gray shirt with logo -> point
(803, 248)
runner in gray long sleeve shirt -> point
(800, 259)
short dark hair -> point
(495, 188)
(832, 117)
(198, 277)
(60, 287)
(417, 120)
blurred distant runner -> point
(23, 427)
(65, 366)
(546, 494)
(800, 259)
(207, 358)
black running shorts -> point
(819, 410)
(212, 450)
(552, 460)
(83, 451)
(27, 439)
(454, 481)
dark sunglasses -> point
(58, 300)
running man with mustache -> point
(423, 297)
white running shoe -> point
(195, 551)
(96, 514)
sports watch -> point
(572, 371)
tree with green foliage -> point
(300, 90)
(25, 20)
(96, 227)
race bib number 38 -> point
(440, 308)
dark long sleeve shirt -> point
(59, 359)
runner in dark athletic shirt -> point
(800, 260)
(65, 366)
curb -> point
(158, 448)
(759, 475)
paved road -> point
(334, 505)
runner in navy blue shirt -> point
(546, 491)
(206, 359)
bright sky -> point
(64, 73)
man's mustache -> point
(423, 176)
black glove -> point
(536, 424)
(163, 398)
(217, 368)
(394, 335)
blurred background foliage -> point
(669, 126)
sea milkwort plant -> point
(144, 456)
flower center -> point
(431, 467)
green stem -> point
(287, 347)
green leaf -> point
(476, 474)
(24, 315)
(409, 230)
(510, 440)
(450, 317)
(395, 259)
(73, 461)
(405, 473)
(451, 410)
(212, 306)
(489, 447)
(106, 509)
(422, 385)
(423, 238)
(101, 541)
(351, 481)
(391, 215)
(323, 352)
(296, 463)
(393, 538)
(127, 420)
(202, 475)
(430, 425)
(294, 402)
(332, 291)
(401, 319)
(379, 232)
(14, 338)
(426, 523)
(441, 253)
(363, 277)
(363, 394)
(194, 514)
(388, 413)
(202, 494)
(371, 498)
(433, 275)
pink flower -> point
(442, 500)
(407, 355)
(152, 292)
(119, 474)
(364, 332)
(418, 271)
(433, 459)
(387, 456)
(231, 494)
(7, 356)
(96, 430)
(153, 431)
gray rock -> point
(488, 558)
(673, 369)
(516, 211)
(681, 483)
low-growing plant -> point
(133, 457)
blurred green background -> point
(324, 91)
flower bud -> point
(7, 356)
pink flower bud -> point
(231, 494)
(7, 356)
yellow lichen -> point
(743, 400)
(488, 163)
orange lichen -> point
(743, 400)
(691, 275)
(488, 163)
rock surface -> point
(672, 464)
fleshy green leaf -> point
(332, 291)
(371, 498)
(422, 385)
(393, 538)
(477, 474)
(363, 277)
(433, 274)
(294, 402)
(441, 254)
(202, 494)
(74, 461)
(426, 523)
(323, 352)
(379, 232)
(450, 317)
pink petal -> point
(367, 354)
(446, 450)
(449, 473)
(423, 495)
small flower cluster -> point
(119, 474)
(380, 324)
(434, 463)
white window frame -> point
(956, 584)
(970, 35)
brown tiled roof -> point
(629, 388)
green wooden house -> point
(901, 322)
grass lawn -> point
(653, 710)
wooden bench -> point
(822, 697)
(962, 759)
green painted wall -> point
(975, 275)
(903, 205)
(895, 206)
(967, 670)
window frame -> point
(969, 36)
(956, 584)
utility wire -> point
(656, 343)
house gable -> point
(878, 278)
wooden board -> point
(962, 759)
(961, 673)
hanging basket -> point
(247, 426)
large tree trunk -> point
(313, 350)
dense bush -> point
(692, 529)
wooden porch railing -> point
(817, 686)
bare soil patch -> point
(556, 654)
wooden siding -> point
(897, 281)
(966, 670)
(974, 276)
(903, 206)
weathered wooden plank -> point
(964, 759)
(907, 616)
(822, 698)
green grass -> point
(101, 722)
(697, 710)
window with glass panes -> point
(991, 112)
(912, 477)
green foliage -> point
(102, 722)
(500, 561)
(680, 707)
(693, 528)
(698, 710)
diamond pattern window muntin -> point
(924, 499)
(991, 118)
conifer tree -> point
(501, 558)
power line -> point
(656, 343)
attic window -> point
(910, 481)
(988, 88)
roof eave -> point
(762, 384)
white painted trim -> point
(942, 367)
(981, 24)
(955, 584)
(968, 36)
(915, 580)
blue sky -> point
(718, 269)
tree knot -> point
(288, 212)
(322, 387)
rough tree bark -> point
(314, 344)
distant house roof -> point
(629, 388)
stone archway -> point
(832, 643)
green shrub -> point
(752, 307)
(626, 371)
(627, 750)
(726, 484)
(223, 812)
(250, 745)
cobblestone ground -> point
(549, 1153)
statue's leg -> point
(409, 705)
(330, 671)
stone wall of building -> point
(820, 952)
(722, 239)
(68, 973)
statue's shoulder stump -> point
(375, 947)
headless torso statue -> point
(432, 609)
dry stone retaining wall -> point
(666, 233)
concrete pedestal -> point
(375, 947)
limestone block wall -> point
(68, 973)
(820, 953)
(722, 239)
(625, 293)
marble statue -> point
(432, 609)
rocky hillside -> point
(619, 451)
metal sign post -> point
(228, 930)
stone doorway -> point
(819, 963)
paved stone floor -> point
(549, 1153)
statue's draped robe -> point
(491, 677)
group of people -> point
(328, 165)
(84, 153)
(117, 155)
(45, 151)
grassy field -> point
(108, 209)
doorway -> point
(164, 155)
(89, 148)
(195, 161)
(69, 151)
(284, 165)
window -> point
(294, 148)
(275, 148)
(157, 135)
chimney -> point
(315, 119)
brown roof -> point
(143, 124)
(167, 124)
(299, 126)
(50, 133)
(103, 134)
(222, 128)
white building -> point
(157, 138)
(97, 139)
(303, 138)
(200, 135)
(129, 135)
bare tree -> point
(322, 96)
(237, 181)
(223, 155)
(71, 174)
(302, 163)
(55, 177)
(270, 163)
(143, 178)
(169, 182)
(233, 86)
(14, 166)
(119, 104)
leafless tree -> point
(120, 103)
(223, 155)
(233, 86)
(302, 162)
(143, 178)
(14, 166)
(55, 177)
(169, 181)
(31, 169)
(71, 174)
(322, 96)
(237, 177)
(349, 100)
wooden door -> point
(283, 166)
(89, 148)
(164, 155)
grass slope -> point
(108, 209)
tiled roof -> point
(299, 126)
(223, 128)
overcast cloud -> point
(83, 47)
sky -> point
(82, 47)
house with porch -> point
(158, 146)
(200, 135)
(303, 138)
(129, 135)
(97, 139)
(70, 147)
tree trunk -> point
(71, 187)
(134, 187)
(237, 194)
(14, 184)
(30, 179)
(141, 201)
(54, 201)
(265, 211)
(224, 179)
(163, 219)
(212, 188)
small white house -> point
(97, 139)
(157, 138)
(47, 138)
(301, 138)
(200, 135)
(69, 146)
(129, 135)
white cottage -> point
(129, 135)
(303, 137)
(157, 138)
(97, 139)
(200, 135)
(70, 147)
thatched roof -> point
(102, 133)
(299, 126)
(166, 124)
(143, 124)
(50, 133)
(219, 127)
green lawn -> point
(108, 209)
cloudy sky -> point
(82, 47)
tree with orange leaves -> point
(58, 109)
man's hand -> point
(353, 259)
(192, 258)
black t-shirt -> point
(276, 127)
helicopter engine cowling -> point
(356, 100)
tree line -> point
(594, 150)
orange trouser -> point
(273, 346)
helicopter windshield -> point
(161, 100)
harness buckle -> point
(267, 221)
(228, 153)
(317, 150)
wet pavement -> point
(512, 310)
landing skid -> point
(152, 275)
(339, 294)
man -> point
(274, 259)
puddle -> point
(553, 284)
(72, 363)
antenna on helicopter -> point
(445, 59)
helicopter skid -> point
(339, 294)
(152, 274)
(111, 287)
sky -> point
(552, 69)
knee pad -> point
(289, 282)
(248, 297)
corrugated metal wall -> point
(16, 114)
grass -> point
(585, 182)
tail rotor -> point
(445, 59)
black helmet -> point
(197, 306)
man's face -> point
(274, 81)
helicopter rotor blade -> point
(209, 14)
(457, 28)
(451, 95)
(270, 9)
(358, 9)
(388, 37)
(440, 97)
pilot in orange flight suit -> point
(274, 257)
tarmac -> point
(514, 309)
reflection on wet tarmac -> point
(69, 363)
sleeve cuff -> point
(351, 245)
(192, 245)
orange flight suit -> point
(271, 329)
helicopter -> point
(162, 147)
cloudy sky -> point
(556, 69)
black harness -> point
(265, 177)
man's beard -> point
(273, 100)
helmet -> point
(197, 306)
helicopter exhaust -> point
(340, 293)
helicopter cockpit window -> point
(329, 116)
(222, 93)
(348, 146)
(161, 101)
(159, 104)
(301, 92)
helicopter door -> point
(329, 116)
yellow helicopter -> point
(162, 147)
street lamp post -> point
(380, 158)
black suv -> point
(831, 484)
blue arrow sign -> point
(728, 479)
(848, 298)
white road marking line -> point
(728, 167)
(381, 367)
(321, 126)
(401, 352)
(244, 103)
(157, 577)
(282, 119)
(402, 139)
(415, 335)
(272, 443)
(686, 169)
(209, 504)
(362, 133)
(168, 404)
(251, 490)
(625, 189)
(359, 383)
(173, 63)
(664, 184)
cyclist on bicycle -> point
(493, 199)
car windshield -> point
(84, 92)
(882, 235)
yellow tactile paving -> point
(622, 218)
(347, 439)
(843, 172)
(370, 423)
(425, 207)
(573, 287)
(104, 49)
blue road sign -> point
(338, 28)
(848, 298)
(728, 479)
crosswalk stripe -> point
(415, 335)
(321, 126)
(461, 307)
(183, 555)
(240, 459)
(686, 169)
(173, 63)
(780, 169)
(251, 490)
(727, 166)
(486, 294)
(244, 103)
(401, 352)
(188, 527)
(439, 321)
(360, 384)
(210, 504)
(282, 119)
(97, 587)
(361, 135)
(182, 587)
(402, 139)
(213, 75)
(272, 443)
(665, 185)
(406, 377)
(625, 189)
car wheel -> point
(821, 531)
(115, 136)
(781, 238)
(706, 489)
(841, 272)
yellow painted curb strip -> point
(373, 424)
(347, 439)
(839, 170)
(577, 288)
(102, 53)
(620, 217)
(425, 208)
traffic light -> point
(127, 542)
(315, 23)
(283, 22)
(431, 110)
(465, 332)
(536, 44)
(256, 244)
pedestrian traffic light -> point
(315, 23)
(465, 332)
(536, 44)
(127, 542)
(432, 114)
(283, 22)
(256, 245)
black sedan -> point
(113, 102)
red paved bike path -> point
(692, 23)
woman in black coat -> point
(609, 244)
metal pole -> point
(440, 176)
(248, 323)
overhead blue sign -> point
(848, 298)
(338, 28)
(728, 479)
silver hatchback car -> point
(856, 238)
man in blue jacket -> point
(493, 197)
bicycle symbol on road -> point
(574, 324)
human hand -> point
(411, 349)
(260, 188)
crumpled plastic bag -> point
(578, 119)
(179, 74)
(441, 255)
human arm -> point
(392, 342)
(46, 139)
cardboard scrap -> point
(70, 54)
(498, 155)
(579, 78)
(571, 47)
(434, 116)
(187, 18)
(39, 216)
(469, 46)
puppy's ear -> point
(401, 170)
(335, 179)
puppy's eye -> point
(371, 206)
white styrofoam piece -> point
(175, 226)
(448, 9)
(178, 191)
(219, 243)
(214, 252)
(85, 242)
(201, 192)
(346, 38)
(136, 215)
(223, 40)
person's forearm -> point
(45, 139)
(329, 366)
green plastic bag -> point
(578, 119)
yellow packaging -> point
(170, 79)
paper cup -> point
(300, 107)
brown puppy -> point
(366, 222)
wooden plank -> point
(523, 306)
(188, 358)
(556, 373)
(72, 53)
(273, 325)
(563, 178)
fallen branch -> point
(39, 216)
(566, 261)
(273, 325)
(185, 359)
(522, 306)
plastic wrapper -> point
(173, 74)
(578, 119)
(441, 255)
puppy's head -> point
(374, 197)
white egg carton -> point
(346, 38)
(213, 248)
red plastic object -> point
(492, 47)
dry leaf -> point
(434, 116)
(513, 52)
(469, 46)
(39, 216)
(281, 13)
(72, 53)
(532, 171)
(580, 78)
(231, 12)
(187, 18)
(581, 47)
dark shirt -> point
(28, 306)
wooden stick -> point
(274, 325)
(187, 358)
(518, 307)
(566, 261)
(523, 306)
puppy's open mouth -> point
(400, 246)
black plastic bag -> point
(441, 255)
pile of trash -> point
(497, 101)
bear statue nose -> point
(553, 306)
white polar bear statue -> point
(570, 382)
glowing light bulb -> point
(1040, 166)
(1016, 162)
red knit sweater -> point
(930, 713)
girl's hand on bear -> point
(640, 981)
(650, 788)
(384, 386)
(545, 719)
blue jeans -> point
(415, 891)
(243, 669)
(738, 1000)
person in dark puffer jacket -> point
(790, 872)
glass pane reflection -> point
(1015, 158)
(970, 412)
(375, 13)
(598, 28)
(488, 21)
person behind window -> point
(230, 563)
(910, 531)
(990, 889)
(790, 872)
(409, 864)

--- Your task ---
Can you transcribe the stretch of the records from the line containing "blue jeans -> point" through the last line, reproducing every line unchanged?

--- Response to the exercise ---
blue jeans -> point
(415, 891)
(243, 669)
(738, 1000)
person in dark puffer jacket -> point
(790, 872)
glass pane reflection -> point
(1015, 158)
(970, 412)
(375, 13)
(598, 28)
(488, 21)
person behind window -> point
(230, 563)
(910, 531)
(990, 889)
(790, 872)
(409, 864)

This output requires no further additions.